**Consignes de l'exercice**
1. D'après le texte à lire, pourquoi l'auteur se sent-il parfois comme un rhinocéros laineux arrivant à « Paris-Plage » ? Répondez en une à trois phrases.
2. Reprenez mot pour mot le passage du texte à lire qui commence par « Empêtré au milieu » et s'arrête après « d’avoir plus d’amis. ».

**Texte à lire**
#####

A tous ceux qui ont l’impression de ne “plus rien comprendre” à notre époque
J’ai beau rédiger des “newsletters”, diriger une “start-up”, posséder un “MacBook”, stocker mes photos sur le “Cloud”, écouter des “Podcast” et être abonné à des “chaînes Youtube”, je me sens de plus en plus comme un dinosaure, pour ne pas dire un fossile, ne comprenant plus rien à son époque.
Largué par une évolution des espèces qui aurait accéléré au point de devenir trop rapide pour moi, je me sens parfois comme un rhinocéros laineux arrivant à “Paris-Plage”.
Empêtré au milieu des parasols, du macadam, et des panneaux interdisant la baignade, il se demanderait comment se nourrir, où trouver un bon marécage pour sa sieste et, plus terrible encore, où trouver des congénères qui le comprennent, pour vivre ensemble et perpétuer l’espèce.
L’amitié, en voie de disparition
Une des grandes promesses des nouvelles technologies était de nous permettre d’avoir plus d’amis.
Je me souviens de mon émerveillement quand je me suis aperçu, vers la fin des années 1990, que je pouvais retrouver mes camarades de primaire grâce au site “Copains d’Avant”.

#####

**Données enregistrées**
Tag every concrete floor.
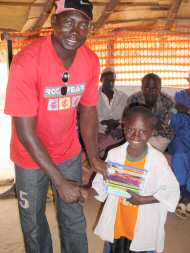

#####

**Résultats finaux**
1. Il se sent largué par une évolution des espèces qui aurait accéléré au point de devenir trop rapide pour lui. Il a donc l'impression d'être un fossile qui ne comprend plus rien à son époque.

2.
Empêtré au milieu des parasols, du macadam, et des panneaux interdisant la baignade, il se demanderait comment se nourrir, où trouver un bon marécage pour sa sieste et, plus terrible encore, où trouver des congénères qui le comprennent, pour vivre ensemble et perpétuer l’espèce.
L’amitié, en voie de disparition
Une des grandes promesses des nouvelles technologies était de nous permettre d’avoir plus d’amis.